**DATA TO PROCESS:**
============
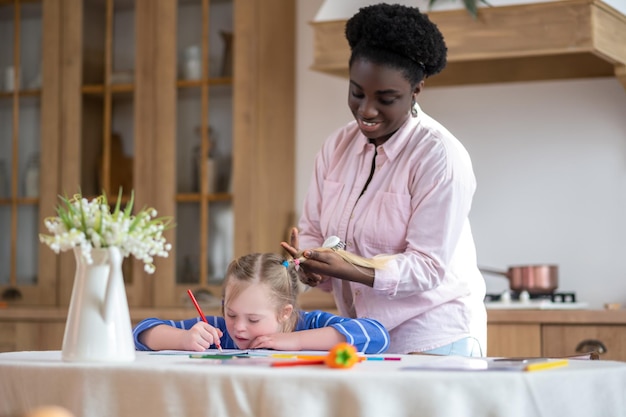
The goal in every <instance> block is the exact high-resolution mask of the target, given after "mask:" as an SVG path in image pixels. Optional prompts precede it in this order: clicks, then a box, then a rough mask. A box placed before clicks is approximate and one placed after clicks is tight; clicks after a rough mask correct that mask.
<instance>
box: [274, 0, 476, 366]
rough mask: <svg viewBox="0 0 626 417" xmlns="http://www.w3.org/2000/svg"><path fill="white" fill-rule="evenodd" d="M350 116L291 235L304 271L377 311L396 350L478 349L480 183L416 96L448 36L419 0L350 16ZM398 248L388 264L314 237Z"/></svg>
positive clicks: (316, 284) (332, 140)
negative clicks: (328, 247) (475, 214)
mask: <svg viewBox="0 0 626 417" xmlns="http://www.w3.org/2000/svg"><path fill="white" fill-rule="evenodd" d="M346 37H347V39H348V43H349V44H350V48H351V56H350V61H349V64H350V65H349V67H350V82H349V93H348V105H349V107H350V110H351V111H352V114H353V116H354V119H355V120H354V121H353V122H351V123H349V124H347V125H346V126H344V127H342V128H341V129H339V130H337V131H336V132H335V133H334V134H332V135H331V136H330V137H329V138H328V139H327V140H326V142H325V143H324V145H323V147H322V149H321V151H320V152H319V153H318V155H317V157H316V160H315V170H314V172H313V176H312V180H311V184H310V187H309V190H308V193H307V196H306V200H305V203H304V208H303V212H302V216H301V218H300V222H299V229H300V232H299V233H298V230H297V229H294V230H293V231H292V235H291V242H290V244H287V243H286V242H282V243H281V245H282V246H283V248H284V249H286V250H287V251H288V252H289V253H290V254H291V255H292V256H294V257H298V256H301V255H303V256H304V258H306V259H305V260H304V261H303V262H301V266H302V267H301V268H300V271H302V272H301V280H302V281H303V282H304V283H306V284H309V285H312V286H315V285H319V286H320V288H322V289H325V290H329V291H332V292H333V294H334V298H335V302H336V304H337V307H338V308H339V310H340V312H341V314H342V315H345V316H348V317H371V318H374V319H376V320H378V321H380V322H381V323H382V324H383V325H384V326H385V327H386V328H387V329H388V330H389V333H390V337H391V344H390V348H389V352H391V353H407V352H426V353H437V354H446V355H450V354H459V355H466V356H481V355H484V354H485V349H486V344H485V343H486V311H485V307H484V304H483V299H484V295H485V284H484V280H483V278H482V275H481V274H480V272H479V270H478V267H477V265H476V251H475V246H474V241H473V237H472V233H471V229H470V224H469V220H468V215H469V212H470V208H471V204H472V198H473V195H474V191H475V189H476V181H475V176H474V173H473V169H472V164H471V160H470V157H469V155H468V153H467V151H466V150H465V148H464V147H463V146H462V145H461V143H460V142H459V141H458V140H457V139H456V138H455V137H454V136H453V135H452V134H451V133H450V132H449V131H448V130H447V129H445V128H444V127H443V126H442V125H440V124H439V123H438V122H436V121H435V120H433V119H432V118H431V117H429V116H428V115H427V114H425V113H424V112H423V111H422V110H421V109H420V108H419V106H418V105H417V96H418V95H419V93H420V92H421V91H422V89H423V88H424V80H425V79H426V78H427V77H430V76H432V75H434V74H436V73H438V72H439V71H441V70H442V69H443V68H444V66H445V64H446V52H447V49H446V45H445V42H444V40H443V36H442V34H441V33H440V32H439V30H438V28H437V27H436V25H434V24H433V23H432V22H431V21H430V20H429V19H428V17H427V16H426V15H424V14H422V13H421V12H420V11H419V10H418V9H417V8H413V7H406V6H401V5H389V4H377V5H373V6H368V7H364V8H362V9H360V10H359V12H358V13H357V14H355V15H354V16H353V17H352V18H351V19H349V20H348V22H347V24H346ZM331 235H336V236H338V237H340V238H341V239H342V240H343V242H345V245H346V247H345V250H346V251H350V252H352V253H354V254H356V255H360V256H363V257H367V258H373V257H376V256H378V255H382V254H386V255H394V256H393V257H390V258H389V260H388V262H387V263H386V266H385V267H384V268H381V269H377V268H368V267H361V266H355V265H352V264H350V263H349V262H346V261H345V260H344V258H342V257H340V256H339V255H338V254H337V253H334V252H333V251H330V252H328V251H320V250H315V249H307V250H304V251H302V250H301V248H317V247H319V246H321V245H322V242H323V241H324V240H325V239H326V238H327V237H329V236H331Z"/></svg>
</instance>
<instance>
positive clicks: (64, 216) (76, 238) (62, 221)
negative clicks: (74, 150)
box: [39, 190, 173, 274]
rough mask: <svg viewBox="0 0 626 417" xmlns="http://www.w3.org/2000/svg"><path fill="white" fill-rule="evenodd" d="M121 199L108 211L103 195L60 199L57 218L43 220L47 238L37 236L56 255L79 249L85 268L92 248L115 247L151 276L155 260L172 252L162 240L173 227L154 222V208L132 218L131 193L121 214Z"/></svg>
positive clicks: (89, 261) (171, 224) (42, 234)
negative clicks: (128, 198)
mask: <svg viewBox="0 0 626 417" xmlns="http://www.w3.org/2000/svg"><path fill="white" fill-rule="evenodd" d="M121 197H122V191H121V190H120V193H119V195H118V198H117V203H116V204H115V208H114V209H113V211H111V208H110V206H109V204H108V202H107V198H106V195H105V194H102V195H100V196H98V197H96V198H94V199H92V200H88V199H86V198H84V197H83V196H82V195H81V194H80V193H79V194H76V195H74V196H73V197H72V198H66V197H61V196H59V199H60V200H61V203H59V205H58V206H57V208H56V212H57V216H56V217H48V218H46V219H45V220H44V225H45V226H46V229H48V232H50V234H49V235H46V234H43V233H42V234H40V235H39V240H40V241H41V242H42V243H45V244H46V245H48V246H49V247H50V249H52V250H53V251H54V252H55V253H60V252H65V251H67V250H71V249H73V248H75V247H78V246H79V247H80V248H81V252H82V256H83V257H84V259H85V261H86V262H87V263H88V264H91V263H92V259H91V249H92V248H107V247H109V246H117V247H118V248H119V249H120V251H121V253H122V255H123V256H124V257H127V256H129V255H133V256H134V257H135V258H136V259H139V260H140V261H142V262H143V263H144V270H145V271H146V272H147V273H149V274H152V273H154V271H155V266H154V257H156V256H159V257H164V258H166V257H167V256H168V252H169V251H170V250H171V249H172V245H171V244H169V243H167V242H166V240H165V237H164V236H163V232H164V231H165V230H167V229H169V228H170V227H173V224H172V219H171V218H170V217H159V218H157V217H156V216H157V211H156V210H155V209H153V208H147V209H143V210H141V211H139V212H138V213H136V214H133V213H132V209H133V203H134V193H131V198H130V202H129V203H128V204H127V205H126V207H125V208H124V209H123V210H122V209H121Z"/></svg>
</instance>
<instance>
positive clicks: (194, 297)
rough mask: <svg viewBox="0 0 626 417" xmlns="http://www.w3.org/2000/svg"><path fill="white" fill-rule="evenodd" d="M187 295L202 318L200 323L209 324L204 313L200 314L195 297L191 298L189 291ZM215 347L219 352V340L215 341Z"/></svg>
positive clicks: (198, 305) (201, 310)
mask: <svg viewBox="0 0 626 417" xmlns="http://www.w3.org/2000/svg"><path fill="white" fill-rule="evenodd" d="M187 294H188V295H189V298H191V302H192V303H193V305H194V306H196V310H198V314H200V317H202V321H204V322H205V323H206V324H209V322H208V321H207V319H206V316H205V315H204V313H203V312H202V309H201V308H200V305H199V304H198V302H197V301H196V297H194V296H193V293H192V292H191V290H187ZM215 345H216V346H217V348H218V349H219V350H220V351H221V350H222V347H221V346H220V340H219V339H217V342H216V343H215Z"/></svg>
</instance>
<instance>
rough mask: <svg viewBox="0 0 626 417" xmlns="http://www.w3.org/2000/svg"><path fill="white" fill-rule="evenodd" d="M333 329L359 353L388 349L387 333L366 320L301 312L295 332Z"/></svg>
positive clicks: (388, 344)
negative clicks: (299, 331) (301, 330)
mask: <svg viewBox="0 0 626 417" xmlns="http://www.w3.org/2000/svg"><path fill="white" fill-rule="evenodd" d="M322 327H333V328H334V329H335V330H337V331H338V332H339V333H341V334H342V335H343V336H345V338H346V342H348V343H350V344H352V345H354V347H356V348H357V350H358V351H359V352H363V353H383V352H385V351H386V350H387V348H389V333H388V332H387V330H386V329H385V327H384V326H383V325H382V324H380V323H379V322H378V321H376V320H373V319H368V318H358V319H351V318H347V317H340V316H336V315H334V314H331V313H327V312H325V311H320V310H315V311H311V312H302V313H301V317H300V321H299V323H298V326H297V327H296V331H298V330H307V329H319V328H322Z"/></svg>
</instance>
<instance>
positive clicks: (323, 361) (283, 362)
mask: <svg viewBox="0 0 626 417" xmlns="http://www.w3.org/2000/svg"><path fill="white" fill-rule="evenodd" d="M300 365H324V359H323V358H322V359H296V360H293V361H276V362H272V364H271V365H270V366H272V367H277V366H300Z"/></svg>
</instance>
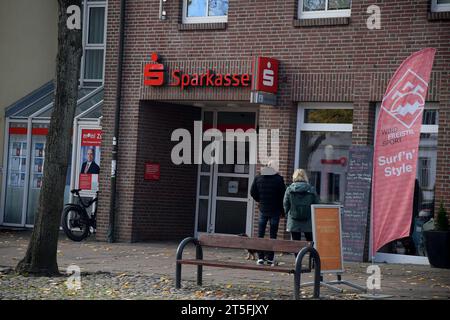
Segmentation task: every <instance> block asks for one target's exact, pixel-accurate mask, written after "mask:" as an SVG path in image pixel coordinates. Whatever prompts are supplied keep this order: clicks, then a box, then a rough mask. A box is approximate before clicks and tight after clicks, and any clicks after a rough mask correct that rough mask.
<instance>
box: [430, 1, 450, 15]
mask: <svg viewBox="0 0 450 320" xmlns="http://www.w3.org/2000/svg"><path fill="white" fill-rule="evenodd" d="M445 11H450V3H441V4H438V3H437V0H431V12H445Z"/></svg>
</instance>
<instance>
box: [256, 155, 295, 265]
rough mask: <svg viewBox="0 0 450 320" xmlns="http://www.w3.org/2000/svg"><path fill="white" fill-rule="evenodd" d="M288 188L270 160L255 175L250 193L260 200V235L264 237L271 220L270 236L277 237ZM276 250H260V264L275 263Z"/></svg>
mask: <svg viewBox="0 0 450 320" xmlns="http://www.w3.org/2000/svg"><path fill="white" fill-rule="evenodd" d="M285 190H286V186H285V184H284V179H283V177H282V176H280V175H279V174H278V173H277V171H276V170H275V169H274V163H273V162H269V164H268V165H267V167H263V168H262V169H261V174H260V175H258V176H256V177H255V180H254V181H253V184H252V186H251V189H250V195H251V196H252V198H253V199H255V201H256V202H259V211H260V214H259V223H258V237H259V238H264V235H265V232H266V225H267V222H270V238H271V239H276V238H277V233H278V226H279V223H280V217H281V216H284V211H283V196H284V192H285ZM274 255H275V254H274V252H273V251H269V252H263V251H262V252H258V261H257V262H256V263H257V264H259V265H262V264H264V262H265V261H266V262H267V264H270V265H272V266H274V265H275V261H274Z"/></svg>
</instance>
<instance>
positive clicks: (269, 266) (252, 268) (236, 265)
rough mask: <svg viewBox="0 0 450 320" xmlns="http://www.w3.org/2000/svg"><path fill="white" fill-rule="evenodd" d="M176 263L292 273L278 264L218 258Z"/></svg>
mask: <svg viewBox="0 0 450 320" xmlns="http://www.w3.org/2000/svg"><path fill="white" fill-rule="evenodd" d="M177 263H181V264H192V265H203V266H208V267H223V268H230V269H246V270H260V271H269V272H283V273H294V272H295V269H294V267H293V266H292V267H280V266H274V267H272V266H268V265H256V264H255V265H250V264H245V263H236V262H227V261H218V260H196V259H186V260H184V259H183V260H177ZM308 271H310V270H309V269H306V268H302V272H308Z"/></svg>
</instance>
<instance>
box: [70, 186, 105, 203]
mask: <svg viewBox="0 0 450 320" xmlns="http://www.w3.org/2000/svg"><path fill="white" fill-rule="evenodd" d="M81 190H82V189H73V190H70V192H71V193H72V194H75V195H76V196H77V197H78V200H79V201H80V203H81V205H82V206H83V207H84V208H89V207H90V206H91V205H92V204H93V203H94V202H97V200H98V191H96V192H95V194H96V196H95V198H92V199H91V200H89V201H88V203H87V204H86V203H85V202H84V201H83V199H82V198H81V195H80V191H81Z"/></svg>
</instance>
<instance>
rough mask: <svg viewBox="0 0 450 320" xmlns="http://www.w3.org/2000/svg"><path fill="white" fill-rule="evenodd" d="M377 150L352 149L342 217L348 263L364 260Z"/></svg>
mask: <svg viewBox="0 0 450 320" xmlns="http://www.w3.org/2000/svg"><path fill="white" fill-rule="evenodd" d="M372 161H373V148H372V147H368V146H351V147H350V154H349V163H348V171H347V187H346V190H345V198H344V208H343V216H342V244H343V251H344V260H345V261H359V262H362V261H363V260H364V246H365V244H366V241H368V239H366V235H367V214H368V213H369V212H370V190H371V184H372Z"/></svg>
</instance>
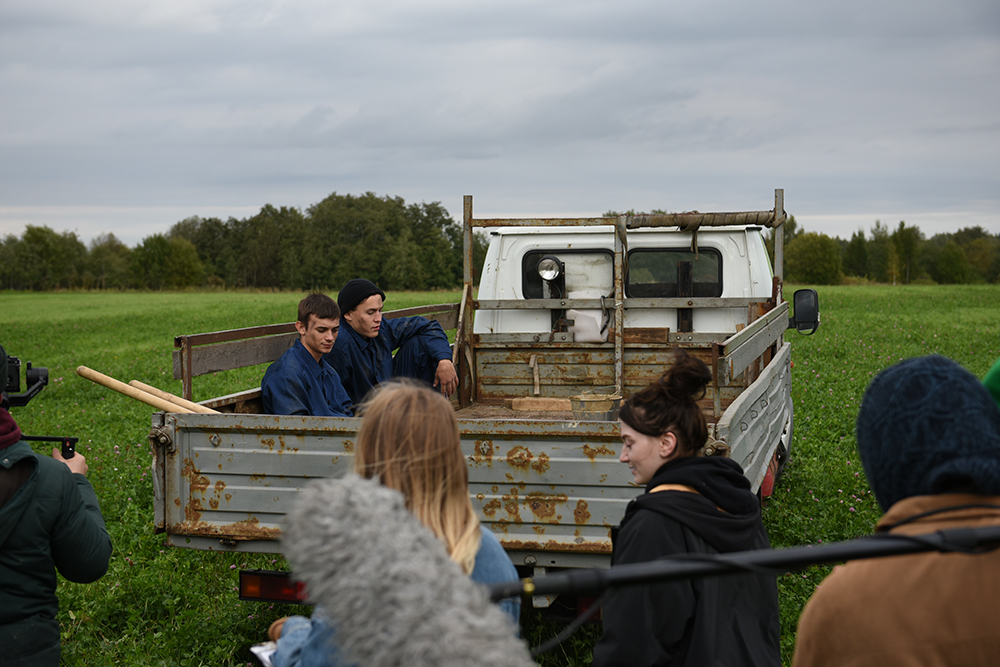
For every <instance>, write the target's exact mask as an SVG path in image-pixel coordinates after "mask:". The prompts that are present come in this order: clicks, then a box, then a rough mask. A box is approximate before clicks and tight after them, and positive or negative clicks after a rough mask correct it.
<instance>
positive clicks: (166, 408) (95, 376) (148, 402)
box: [76, 366, 192, 413]
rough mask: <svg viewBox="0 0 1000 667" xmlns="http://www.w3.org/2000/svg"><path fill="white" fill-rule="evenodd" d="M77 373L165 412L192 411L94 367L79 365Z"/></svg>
mask: <svg viewBox="0 0 1000 667" xmlns="http://www.w3.org/2000/svg"><path fill="white" fill-rule="evenodd" d="M76 374H77V375H79V376H80V377H83V378H87V379H88V380H90V381H91V382H96V383H97V384H99V385H102V386H105V387H107V388H108V389H114V390H115V391H117V392H118V393H119V394H125V395H126V396H128V397H129V398H134V399H135V400H137V401H142V402H143V403H145V404H146V405H152V406H153V407H154V408H159V409H160V410H163V411H164V412H184V413H190V412H192V411H191V410H189V409H187V408H185V407H183V406H180V405H177V404H176V403H171V402H170V401H165V400H163V399H162V398H160V397H159V396H153V395H152V394H150V393H147V392H145V391H143V390H141V389H136V388H135V387H130V386H128V385H127V384H125V383H124V382H119V381H118V380H116V379H114V378H113V377H109V376H107V375H105V374H104V373H99V372H97V371H95V370H94V369H92V368H87V367H86V366H77V368H76Z"/></svg>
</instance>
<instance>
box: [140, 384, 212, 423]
mask: <svg viewBox="0 0 1000 667" xmlns="http://www.w3.org/2000/svg"><path fill="white" fill-rule="evenodd" d="M129 385H130V386H132V387H135V388H136V389H141V390H142V391H144V392H146V393H147V394H152V395H153V396H158V397H159V398H162V399H163V400H165V401H170V402H171V403H173V404H174V405H179V406H181V407H183V408H187V409H188V410H191V411H193V412H200V413H202V414H206V415H217V414H219V411H218V410H213V409H212V408H206V407H205V406H204V405H199V404H198V403H195V402H194V401H189V400H187V399H186V398H181V397H180V396H176V395H174V394H171V393H170V392H169V391H163V390H162V389H157V388H156V387H153V386H152V385H148V384H146V383H144V382H139V381H138V380H132V381H131V382H129Z"/></svg>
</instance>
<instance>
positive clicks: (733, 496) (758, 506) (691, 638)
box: [593, 457, 781, 667]
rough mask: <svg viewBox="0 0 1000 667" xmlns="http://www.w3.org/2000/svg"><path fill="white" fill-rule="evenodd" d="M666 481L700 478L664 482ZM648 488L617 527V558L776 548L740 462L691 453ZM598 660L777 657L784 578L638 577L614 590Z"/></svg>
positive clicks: (762, 662)
mask: <svg viewBox="0 0 1000 667" xmlns="http://www.w3.org/2000/svg"><path fill="white" fill-rule="evenodd" d="M662 484H680V485H685V486H689V487H692V488H694V489H696V490H697V492H698V493H691V492H689V491H674V490H667V491H657V492H654V493H650V491H652V490H653V489H655V488H656V487H658V486H660V485H662ZM646 489H647V492H646V493H645V494H643V495H641V496H639V497H638V498H636V499H635V500H633V501H632V502H630V503H629V505H628V507H627V508H626V510H625V517H624V518H623V519H622V522H621V525H620V527H619V528H618V530H617V531H613V532H614V533H615V534H613V535H612V539H613V543H614V552H613V555H612V557H611V563H612V565H623V564H626V563H641V562H646V561H651V560H656V559H657V558H661V557H664V556H671V555H676V554H684V553H708V554H715V553H726V552H732V551H744V550H747V549H766V548H769V547H770V543H769V542H768V539H767V533H766V532H765V530H764V525H763V524H762V523H761V518H760V503H759V501H758V500H757V496H756V495H754V494H753V493H752V492H751V491H750V483H749V481H748V480H747V479H746V477H744V476H743V472H742V470H741V468H740V466H739V465H738V464H737V463H736V462H734V461H732V460H730V459H725V458H719V457H710V458H701V457H690V458H682V459H675V460H673V461H669V462H667V463H665V464H664V465H663V466H661V467H660V469H659V470H657V471H656V473H655V474H654V475H653V478H652V479H651V480H650V482H649V484H648V485H647V487H646ZM602 616H603V624H604V634H603V636H602V637H601V639H600V641H599V642H598V643H597V645H596V646H595V647H594V663H593V664H594V665H595V666H596V667H609V666H611V665H622V666H626V665H627V666H629V667H645V666H652V665H657V666H662V665H699V666H701V665H704V666H706V667H707V666H711V665H778V664H780V662H781V658H780V650H779V636H780V628H779V622H778V590H777V584H776V582H775V578H774V577H773V576H765V575H755V574H746V575H742V574H741V575H726V576H721V577H704V578H695V579H682V580H675V581H667V582H660V583H650V584H638V585H635V586H627V587H622V588H619V589H616V590H613V591H611V593H610V595H609V597H608V599H607V601H606V602H605V604H604V606H603V609H602Z"/></svg>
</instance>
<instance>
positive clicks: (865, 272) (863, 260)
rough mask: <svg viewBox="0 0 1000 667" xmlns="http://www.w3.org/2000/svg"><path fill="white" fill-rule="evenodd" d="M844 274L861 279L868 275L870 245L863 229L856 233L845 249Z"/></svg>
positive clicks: (853, 234) (848, 243) (854, 233)
mask: <svg viewBox="0 0 1000 667" xmlns="http://www.w3.org/2000/svg"><path fill="white" fill-rule="evenodd" d="M844 273H846V274H847V275H849V276H857V277H859V278H863V277H864V276H865V275H867V273H868V243H867V241H866V240H865V231H864V230H863V229H859V230H858V231H856V232H854V234H852V235H851V240H850V241H848V243H847V247H846V248H844Z"/></svg>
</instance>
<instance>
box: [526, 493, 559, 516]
mask: <svg viewBox="0 0 1000 667" xmlns="http://www.w3.org/2000/svg"><path fill="white" fill-rule="evenodd" d="M568 500H569V497H568V496H567V495H566V494H564V493H560V494H551V493H542V492H541V491H532V492H531V493H529V494H528V497H527V499H526V500H525V503H526V504H527V505H528V508H529V509H530V510H531V513H532V514H534V515H535V516H536V517H538V518H539V519H549V520H551V519H553V518H556V519H557V520H558V519H559V518H561V517H556V506H557V505H558V504H559V503H565V502H566V501H568Z"/></svg>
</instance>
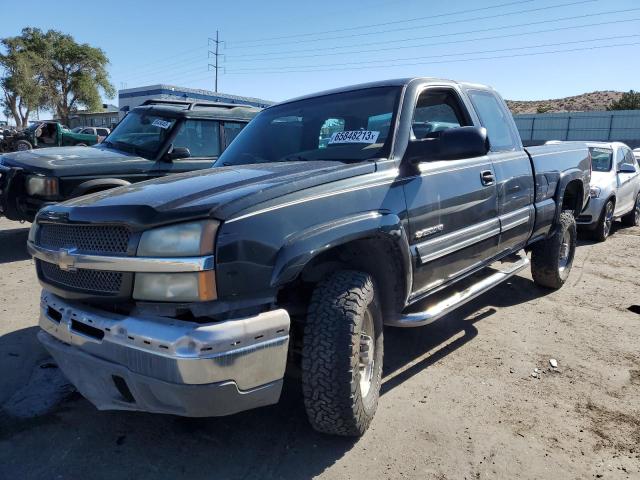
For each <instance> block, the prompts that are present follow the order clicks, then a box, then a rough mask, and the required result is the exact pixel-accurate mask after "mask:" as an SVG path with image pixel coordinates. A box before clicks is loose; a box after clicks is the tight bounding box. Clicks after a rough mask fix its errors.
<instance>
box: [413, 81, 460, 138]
mask: <svg viewBox="0 0 640 480" xmlns="http://www.w3.org/2000/svg"><path fill="white" fill-rule="evenodd" d="M466 125H469V121H468V120H467V118H466V116H465V114H464V110H463V109H462V108H460V102H459V101H458V98H457V95H456V94H455V93H454V92H453V91H451V90H449V89H427V90H425V91H424V92H422V93H421V94H420V96H419V97H418V102H417V103H416V109H415V111H414V113H413V124H412V132H413V136H414V138H415V139H418V140H421V139H423V138H428V137H437V136H438V134H439V132H442V131H443V130H448V129H450V128H456V127H461V126H466Z"/></svg>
============
**PROBLEM TO WORK ON:**
Which lines in the items above contain the word "negative"? Report each of them in full, and count only matches with the same case.

**EXERCISE SOLUTION:**
negative clicks: (328, 247) (475, 214)
negative clicks: (74, 150)
negative clicks: (128, 198)
negative clicks: (299, 331) (301, 330)
For every <instance>, write the target's exact mask as an SVG path in image-pixel coordinates after "mask:". The prompts that are present come in this order: clicks, then a box, then a rough mask. A box is approximate before clicks and tight after them, and positive or negative clicks after a rough mask correct it.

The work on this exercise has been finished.